> **GIVEN INSTRUCTION**
Gather every line of the data below that contains the word "turbine", and copy each one out in full.

> **STORED DATA**
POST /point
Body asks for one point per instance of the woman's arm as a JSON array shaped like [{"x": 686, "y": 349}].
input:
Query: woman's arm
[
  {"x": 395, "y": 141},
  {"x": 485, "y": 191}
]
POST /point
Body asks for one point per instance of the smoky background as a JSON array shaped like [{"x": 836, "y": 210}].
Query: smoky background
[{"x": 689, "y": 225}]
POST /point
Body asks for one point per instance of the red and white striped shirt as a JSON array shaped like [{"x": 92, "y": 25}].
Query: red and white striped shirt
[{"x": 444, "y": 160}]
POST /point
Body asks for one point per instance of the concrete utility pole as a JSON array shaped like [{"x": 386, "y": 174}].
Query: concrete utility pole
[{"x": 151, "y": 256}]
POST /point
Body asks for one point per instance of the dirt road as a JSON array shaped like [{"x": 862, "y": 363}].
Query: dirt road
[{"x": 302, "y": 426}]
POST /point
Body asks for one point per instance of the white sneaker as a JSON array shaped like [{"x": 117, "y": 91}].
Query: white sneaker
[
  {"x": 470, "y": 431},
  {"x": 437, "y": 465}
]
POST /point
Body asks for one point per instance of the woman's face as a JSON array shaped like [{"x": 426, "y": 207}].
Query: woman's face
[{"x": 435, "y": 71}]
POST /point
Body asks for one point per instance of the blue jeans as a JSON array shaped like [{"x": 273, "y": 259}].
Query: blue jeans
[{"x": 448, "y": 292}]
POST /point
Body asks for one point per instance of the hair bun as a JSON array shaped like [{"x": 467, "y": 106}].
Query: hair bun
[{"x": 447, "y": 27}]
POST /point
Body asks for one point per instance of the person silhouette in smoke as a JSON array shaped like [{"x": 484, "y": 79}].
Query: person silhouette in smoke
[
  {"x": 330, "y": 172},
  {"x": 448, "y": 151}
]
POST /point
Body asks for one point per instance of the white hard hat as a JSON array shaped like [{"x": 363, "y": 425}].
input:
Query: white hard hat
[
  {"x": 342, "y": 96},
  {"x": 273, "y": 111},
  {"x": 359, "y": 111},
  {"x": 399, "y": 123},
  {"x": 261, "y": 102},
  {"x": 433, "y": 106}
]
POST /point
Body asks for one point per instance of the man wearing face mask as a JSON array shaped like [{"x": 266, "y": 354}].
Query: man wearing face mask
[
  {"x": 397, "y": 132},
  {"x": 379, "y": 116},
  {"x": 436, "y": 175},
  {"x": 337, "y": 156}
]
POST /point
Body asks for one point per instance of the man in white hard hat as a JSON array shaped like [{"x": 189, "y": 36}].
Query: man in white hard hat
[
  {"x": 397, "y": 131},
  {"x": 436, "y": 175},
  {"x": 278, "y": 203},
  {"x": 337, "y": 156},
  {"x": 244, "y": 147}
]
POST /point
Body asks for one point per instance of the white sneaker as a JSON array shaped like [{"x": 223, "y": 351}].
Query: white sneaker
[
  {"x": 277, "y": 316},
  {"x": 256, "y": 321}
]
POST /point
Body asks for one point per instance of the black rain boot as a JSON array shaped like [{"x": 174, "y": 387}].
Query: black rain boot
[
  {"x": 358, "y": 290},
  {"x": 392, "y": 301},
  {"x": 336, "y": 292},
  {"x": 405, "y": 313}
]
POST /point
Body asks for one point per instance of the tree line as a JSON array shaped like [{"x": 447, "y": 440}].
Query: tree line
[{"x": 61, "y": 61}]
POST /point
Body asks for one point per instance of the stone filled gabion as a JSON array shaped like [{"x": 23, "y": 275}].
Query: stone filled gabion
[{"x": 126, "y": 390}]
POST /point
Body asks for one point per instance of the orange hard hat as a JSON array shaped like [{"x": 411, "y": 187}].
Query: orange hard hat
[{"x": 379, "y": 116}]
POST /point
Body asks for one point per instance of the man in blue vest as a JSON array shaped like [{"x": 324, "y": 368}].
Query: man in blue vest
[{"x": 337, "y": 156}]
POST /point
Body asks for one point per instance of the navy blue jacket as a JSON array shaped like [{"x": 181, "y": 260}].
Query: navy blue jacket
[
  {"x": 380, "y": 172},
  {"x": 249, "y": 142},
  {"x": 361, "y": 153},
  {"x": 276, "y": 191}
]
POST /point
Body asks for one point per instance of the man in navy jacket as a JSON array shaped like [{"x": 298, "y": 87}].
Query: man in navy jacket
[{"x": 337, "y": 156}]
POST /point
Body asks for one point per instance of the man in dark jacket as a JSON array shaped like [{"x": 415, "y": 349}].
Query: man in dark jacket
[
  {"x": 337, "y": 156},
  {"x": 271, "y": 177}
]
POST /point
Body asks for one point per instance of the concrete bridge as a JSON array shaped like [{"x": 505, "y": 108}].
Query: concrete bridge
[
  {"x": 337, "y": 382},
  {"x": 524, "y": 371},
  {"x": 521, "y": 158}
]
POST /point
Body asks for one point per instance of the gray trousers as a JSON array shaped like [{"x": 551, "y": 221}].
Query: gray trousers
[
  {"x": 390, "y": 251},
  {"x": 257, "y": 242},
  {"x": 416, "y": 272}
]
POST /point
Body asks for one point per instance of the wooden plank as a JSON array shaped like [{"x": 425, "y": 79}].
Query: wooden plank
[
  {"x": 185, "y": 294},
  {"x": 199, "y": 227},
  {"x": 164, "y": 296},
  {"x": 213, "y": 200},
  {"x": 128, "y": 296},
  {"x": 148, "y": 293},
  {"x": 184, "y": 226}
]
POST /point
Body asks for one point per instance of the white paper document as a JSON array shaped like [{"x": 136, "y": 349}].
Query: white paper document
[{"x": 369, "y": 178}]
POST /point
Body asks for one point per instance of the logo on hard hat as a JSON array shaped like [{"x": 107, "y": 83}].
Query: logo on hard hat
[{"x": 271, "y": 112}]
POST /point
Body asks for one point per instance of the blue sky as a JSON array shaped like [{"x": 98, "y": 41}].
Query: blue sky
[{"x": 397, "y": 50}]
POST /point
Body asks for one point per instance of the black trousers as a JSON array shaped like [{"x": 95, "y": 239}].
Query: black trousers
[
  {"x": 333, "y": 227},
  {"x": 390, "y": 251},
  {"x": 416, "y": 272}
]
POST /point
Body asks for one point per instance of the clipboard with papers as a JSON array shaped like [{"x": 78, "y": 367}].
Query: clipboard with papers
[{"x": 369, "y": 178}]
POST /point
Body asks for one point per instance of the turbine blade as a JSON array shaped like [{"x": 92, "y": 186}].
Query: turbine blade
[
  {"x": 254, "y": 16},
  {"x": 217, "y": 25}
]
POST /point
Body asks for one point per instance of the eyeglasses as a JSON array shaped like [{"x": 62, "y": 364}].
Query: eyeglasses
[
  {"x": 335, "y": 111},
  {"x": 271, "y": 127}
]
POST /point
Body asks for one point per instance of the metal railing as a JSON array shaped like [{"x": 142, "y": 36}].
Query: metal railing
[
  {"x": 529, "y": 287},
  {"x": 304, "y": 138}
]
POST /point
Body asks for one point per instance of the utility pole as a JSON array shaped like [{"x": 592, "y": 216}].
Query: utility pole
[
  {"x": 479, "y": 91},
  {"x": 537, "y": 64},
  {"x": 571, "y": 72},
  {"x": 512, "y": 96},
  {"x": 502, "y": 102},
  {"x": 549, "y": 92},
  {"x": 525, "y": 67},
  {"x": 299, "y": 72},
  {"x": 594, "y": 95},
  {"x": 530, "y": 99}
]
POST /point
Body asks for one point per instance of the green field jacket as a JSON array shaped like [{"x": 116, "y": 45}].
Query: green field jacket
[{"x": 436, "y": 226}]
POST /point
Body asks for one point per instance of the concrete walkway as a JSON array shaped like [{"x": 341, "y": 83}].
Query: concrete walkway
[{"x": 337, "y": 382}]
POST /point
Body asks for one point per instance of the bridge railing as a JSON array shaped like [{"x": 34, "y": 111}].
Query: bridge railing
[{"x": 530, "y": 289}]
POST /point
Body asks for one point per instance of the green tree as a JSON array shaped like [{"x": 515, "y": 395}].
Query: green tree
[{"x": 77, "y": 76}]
--
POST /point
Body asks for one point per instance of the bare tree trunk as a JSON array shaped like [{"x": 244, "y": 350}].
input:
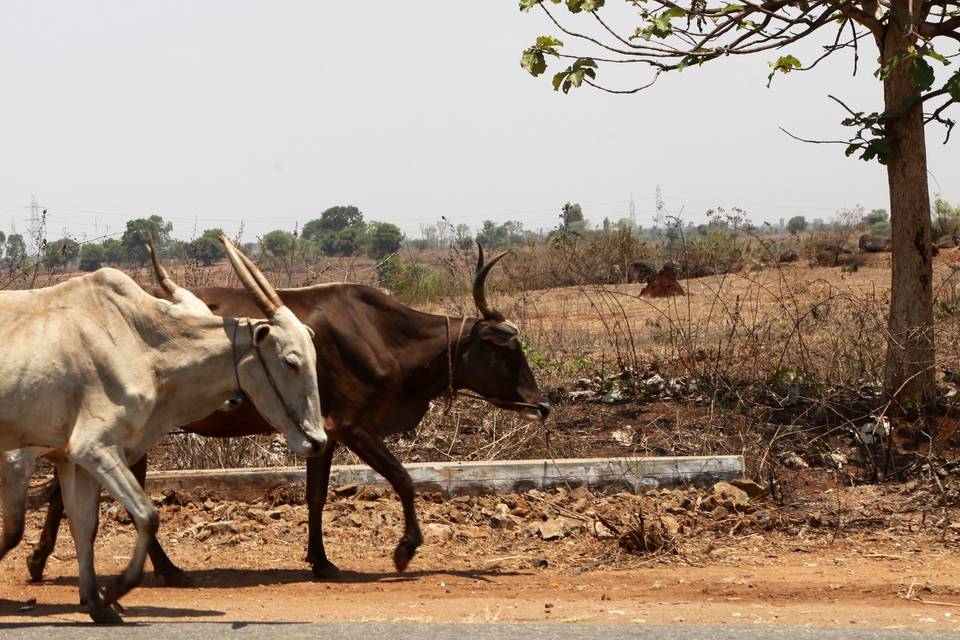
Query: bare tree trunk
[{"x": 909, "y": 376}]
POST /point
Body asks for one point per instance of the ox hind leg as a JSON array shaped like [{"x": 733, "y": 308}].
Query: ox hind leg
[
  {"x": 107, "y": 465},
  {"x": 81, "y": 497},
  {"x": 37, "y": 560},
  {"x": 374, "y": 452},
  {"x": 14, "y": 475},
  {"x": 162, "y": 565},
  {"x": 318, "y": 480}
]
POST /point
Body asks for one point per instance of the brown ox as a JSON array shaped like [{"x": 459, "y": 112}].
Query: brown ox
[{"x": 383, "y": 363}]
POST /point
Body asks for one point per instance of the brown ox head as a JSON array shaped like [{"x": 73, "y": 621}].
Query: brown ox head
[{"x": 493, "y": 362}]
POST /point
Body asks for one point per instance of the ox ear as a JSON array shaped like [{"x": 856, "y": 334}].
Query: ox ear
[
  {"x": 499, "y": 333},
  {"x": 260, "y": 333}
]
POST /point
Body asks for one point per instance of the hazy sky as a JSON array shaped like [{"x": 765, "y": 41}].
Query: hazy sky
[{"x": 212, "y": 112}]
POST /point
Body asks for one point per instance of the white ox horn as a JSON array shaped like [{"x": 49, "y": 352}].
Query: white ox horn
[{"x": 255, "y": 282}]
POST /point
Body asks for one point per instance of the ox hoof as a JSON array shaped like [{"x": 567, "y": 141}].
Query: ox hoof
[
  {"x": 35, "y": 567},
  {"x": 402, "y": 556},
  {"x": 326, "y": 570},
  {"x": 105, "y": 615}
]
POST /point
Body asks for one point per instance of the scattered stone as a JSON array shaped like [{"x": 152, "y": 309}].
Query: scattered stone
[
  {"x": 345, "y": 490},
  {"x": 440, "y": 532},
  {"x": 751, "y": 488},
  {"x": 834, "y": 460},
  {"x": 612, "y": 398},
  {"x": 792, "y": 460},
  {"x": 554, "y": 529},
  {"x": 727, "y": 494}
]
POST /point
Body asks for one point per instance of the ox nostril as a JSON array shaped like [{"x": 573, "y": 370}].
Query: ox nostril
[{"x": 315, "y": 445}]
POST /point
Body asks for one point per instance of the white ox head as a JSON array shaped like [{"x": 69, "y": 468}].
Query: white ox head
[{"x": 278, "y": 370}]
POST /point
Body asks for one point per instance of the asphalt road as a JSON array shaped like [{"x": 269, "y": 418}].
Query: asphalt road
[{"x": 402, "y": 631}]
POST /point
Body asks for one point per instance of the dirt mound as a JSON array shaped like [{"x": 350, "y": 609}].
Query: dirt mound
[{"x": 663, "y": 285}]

> **CORRECT RESULT**
Body asks for one point per instance of the turbine blade as a JSON array shaped like [{"x": 92, "y": 186}].
Query: turbine blade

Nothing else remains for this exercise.